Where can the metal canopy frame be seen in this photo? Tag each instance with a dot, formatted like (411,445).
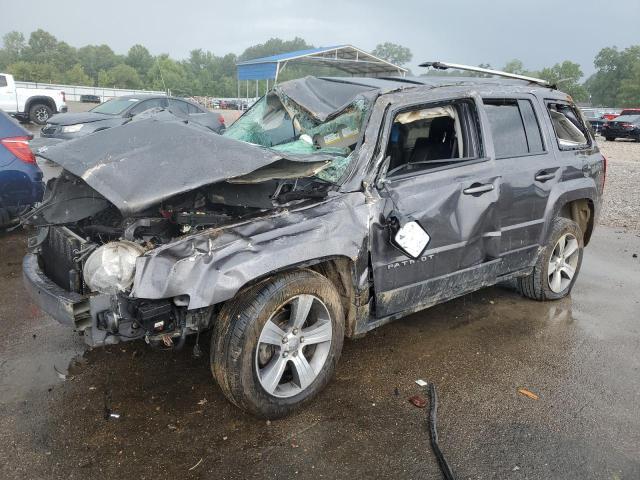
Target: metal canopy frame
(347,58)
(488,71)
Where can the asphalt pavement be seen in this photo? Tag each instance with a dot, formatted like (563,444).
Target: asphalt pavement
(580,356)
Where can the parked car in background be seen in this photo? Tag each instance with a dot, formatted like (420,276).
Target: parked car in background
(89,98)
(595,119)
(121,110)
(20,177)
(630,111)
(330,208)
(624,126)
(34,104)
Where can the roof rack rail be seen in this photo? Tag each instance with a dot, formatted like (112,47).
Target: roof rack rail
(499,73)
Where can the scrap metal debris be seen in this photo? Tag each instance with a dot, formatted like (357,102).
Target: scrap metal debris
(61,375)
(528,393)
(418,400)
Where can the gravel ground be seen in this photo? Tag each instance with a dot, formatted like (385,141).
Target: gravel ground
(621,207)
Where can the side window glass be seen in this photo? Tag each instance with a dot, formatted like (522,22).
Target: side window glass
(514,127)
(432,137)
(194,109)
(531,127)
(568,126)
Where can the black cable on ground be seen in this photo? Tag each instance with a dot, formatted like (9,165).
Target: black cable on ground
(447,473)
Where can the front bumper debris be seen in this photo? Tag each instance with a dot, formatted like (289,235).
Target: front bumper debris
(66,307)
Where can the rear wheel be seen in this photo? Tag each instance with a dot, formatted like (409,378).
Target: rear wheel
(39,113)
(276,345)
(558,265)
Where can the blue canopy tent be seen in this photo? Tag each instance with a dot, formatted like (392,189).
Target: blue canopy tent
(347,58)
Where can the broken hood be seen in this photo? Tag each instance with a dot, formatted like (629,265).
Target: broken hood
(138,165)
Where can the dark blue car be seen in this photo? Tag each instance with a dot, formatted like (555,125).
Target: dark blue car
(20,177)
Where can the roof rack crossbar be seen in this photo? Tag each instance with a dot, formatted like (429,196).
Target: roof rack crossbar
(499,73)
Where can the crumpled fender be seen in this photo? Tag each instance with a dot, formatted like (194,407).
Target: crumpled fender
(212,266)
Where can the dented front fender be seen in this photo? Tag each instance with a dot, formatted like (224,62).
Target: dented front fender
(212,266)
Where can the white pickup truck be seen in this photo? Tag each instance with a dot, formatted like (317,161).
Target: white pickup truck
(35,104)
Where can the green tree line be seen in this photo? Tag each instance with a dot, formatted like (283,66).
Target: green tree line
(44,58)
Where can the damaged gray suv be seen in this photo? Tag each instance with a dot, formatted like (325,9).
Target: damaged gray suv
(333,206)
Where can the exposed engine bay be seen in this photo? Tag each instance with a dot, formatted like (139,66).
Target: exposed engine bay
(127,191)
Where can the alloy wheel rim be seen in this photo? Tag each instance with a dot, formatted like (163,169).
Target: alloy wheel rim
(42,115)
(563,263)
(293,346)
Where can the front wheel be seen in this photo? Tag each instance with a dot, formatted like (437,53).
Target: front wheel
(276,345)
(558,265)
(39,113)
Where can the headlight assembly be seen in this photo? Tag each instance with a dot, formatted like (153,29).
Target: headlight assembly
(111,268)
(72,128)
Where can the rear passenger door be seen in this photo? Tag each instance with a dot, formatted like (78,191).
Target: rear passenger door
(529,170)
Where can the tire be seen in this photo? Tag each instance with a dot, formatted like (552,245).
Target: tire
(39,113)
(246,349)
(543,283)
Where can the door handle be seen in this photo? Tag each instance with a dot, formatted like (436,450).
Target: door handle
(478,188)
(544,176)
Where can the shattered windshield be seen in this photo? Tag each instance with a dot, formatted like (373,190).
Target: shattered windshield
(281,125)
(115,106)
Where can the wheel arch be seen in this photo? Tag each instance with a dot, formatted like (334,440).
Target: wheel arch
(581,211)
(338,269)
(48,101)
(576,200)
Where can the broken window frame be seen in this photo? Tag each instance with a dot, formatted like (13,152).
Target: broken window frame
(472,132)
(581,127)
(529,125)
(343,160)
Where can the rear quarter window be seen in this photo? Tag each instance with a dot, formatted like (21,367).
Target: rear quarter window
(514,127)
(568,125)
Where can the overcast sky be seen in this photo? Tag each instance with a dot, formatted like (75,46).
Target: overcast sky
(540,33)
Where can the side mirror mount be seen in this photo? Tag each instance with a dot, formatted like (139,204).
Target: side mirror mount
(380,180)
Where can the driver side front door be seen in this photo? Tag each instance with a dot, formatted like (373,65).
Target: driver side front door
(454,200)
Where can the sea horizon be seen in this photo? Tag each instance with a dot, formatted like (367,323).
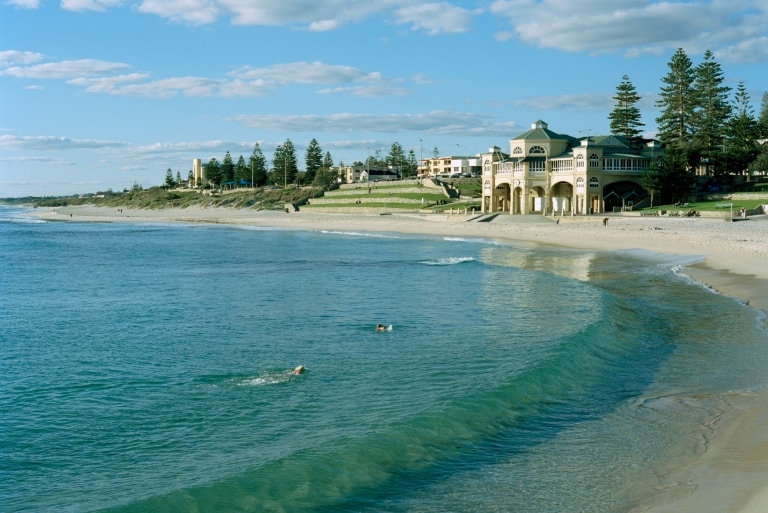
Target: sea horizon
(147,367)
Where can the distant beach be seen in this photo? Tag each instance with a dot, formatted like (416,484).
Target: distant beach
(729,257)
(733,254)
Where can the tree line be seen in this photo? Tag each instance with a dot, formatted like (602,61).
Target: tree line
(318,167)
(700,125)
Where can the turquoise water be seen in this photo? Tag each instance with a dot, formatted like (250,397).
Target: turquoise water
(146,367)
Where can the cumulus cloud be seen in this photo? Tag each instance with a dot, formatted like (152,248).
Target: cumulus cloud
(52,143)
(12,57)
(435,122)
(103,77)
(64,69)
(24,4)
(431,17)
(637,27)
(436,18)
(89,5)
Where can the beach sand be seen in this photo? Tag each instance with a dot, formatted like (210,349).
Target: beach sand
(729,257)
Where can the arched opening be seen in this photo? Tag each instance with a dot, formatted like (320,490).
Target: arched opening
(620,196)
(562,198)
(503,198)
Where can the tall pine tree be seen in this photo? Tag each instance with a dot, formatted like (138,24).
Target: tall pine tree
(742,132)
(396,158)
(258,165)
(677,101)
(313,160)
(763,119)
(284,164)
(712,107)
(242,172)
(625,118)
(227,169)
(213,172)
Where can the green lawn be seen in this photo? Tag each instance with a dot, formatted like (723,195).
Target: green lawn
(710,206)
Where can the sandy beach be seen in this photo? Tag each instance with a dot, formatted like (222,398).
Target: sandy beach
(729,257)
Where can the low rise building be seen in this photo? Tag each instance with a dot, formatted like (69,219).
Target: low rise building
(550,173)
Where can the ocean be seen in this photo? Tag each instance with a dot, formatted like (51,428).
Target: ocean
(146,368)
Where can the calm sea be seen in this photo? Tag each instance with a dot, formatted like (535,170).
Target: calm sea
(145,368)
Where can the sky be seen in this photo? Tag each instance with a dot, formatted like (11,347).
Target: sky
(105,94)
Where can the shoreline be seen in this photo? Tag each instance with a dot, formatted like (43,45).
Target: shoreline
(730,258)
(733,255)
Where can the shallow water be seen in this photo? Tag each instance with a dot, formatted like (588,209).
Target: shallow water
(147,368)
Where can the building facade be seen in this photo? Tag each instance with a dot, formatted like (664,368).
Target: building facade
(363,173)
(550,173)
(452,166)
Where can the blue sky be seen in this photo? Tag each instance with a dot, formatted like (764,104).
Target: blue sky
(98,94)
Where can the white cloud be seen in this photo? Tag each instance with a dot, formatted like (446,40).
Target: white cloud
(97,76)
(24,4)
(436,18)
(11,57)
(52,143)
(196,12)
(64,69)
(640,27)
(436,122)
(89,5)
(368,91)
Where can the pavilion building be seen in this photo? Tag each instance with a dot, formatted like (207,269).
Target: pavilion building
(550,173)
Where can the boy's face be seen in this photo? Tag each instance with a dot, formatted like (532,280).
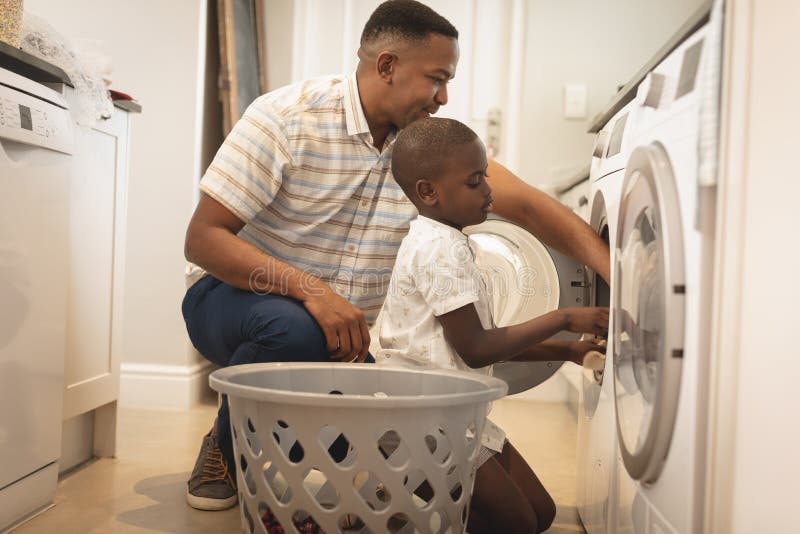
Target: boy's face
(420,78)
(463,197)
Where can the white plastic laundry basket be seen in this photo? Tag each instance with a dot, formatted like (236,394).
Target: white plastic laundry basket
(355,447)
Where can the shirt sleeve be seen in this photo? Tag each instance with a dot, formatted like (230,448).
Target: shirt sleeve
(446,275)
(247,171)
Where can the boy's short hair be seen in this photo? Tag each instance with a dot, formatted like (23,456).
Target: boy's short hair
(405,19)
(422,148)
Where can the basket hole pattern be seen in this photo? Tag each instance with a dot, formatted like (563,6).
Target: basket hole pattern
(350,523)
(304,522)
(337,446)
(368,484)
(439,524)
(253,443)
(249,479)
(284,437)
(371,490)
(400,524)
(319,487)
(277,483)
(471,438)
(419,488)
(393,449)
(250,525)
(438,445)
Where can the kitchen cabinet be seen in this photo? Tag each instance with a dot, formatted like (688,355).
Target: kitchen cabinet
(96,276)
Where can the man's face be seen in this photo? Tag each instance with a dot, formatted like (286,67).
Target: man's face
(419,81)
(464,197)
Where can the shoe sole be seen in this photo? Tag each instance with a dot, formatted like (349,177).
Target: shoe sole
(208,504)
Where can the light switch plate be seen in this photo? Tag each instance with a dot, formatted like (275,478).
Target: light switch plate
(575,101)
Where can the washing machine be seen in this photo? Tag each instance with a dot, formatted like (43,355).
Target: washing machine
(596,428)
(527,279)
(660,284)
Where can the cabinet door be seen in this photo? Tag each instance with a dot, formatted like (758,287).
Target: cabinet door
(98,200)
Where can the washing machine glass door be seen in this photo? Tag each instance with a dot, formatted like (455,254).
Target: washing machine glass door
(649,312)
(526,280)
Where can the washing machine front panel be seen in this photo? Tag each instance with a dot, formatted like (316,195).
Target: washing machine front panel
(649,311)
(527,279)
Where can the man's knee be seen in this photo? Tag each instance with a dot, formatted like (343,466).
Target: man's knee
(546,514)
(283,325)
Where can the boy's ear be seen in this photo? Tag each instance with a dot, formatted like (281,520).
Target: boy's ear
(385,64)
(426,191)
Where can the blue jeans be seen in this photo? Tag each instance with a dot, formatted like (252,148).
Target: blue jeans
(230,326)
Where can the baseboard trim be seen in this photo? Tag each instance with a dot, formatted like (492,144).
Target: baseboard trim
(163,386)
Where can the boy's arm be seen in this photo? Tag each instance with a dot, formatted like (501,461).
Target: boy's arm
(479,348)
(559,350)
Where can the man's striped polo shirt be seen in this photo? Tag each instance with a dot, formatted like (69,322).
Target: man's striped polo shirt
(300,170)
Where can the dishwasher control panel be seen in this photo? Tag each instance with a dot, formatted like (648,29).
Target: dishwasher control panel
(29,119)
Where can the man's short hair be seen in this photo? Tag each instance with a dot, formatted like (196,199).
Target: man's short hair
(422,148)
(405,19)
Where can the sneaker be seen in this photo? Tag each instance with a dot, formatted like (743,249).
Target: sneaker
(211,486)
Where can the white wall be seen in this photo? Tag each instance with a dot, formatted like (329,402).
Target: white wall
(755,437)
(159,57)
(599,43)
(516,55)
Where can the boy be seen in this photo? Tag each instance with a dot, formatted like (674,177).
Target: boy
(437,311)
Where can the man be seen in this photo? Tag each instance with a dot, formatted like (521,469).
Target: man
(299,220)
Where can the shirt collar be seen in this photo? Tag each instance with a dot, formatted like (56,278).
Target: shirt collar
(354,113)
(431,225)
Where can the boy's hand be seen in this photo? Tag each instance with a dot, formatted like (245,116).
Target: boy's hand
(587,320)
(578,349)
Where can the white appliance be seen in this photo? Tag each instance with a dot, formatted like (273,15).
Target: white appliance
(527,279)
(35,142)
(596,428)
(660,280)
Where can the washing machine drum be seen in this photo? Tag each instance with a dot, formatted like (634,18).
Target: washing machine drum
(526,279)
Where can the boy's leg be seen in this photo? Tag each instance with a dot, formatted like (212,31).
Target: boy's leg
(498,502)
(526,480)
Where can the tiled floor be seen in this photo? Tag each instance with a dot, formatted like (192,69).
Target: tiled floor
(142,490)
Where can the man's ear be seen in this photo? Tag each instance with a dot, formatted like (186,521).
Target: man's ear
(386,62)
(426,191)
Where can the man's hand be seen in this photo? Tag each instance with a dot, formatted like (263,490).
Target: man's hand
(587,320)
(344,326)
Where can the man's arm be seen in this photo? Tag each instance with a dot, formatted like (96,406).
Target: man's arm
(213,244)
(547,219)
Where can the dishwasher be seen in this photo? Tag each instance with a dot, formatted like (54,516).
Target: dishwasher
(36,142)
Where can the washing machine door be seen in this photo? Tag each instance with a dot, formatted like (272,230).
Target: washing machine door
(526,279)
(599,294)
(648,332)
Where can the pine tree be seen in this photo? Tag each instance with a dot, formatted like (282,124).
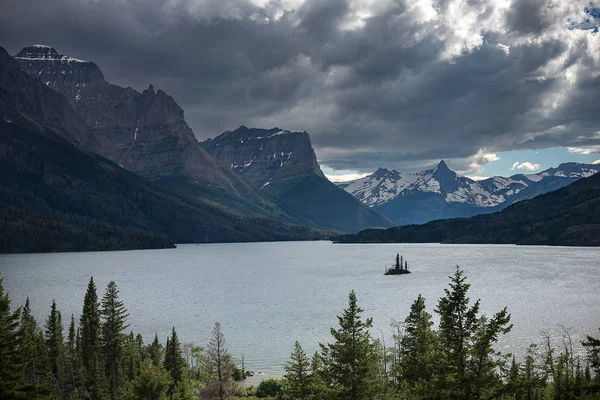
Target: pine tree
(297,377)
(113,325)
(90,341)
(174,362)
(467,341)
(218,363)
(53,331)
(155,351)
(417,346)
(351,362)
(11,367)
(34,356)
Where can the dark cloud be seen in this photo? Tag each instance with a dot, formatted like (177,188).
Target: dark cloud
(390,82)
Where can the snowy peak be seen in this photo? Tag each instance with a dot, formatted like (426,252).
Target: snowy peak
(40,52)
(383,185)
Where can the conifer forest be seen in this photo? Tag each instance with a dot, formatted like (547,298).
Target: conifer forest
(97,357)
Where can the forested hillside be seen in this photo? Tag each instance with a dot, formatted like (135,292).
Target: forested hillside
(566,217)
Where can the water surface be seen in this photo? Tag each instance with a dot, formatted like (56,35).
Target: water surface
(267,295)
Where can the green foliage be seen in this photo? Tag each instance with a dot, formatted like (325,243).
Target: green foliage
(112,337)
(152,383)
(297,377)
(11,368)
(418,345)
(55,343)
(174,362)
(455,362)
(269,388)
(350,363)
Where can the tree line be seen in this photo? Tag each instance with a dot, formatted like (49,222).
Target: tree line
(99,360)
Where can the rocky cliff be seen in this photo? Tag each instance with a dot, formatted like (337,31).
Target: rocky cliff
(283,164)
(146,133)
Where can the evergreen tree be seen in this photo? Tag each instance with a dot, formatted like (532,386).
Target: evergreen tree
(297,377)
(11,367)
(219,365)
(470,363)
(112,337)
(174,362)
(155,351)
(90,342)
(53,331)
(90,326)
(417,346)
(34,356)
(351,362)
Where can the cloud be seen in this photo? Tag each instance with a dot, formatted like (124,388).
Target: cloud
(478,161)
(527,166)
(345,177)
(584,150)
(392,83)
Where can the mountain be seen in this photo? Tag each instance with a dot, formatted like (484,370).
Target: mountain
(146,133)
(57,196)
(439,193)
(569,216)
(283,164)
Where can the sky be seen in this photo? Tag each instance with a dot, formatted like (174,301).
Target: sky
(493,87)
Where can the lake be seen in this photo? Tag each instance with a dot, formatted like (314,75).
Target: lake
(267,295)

◇ ◇ ◇

▸ **Short task**:
Return the lines from the line containing "Where can the rocky" to the end of the entries above, exactly as they appear and with no other output.

▸ **Answer to the task**:
Where can the rocky cliff be seen in this photo? Tag each instance with a dot, formatted like (337,31).
Target: rocky cliff
(283,164)
(146,133)
Where can the evergreen tree be seen in this photo? Tag each instance with a dot, formatted like (532,386).
Target: evergreen tree
(297,377)
(11,367)
(219,365)
(470,363)
(112,337)
(174,362)
(155,351)
(90,342)
(53,331)
(90,326)
(417,346)
(34,356)
(351,362)
Where can the cloud be seen in this photo? Tag each instance with a dot, formatted like (124,388).
Target: cloud
(478,161)
(527,166)
(345,177)
(584,150)
(392,83)
Where can the mountain be seen in this photo? Tag each instance with a dot, formatted like (484,370).
Target: mountain
(146,133)
(57,196)
(439,193)
(569,216)
(283,164)
Where can the sky be seen in this photo? Tag each instance with a dot, formatted like (174,301).
Target: sky
(493,87)
Where can the lake be seen in this photo? Tag each instance with a dot, formatted like (314,75).
Target: lake
(267,295)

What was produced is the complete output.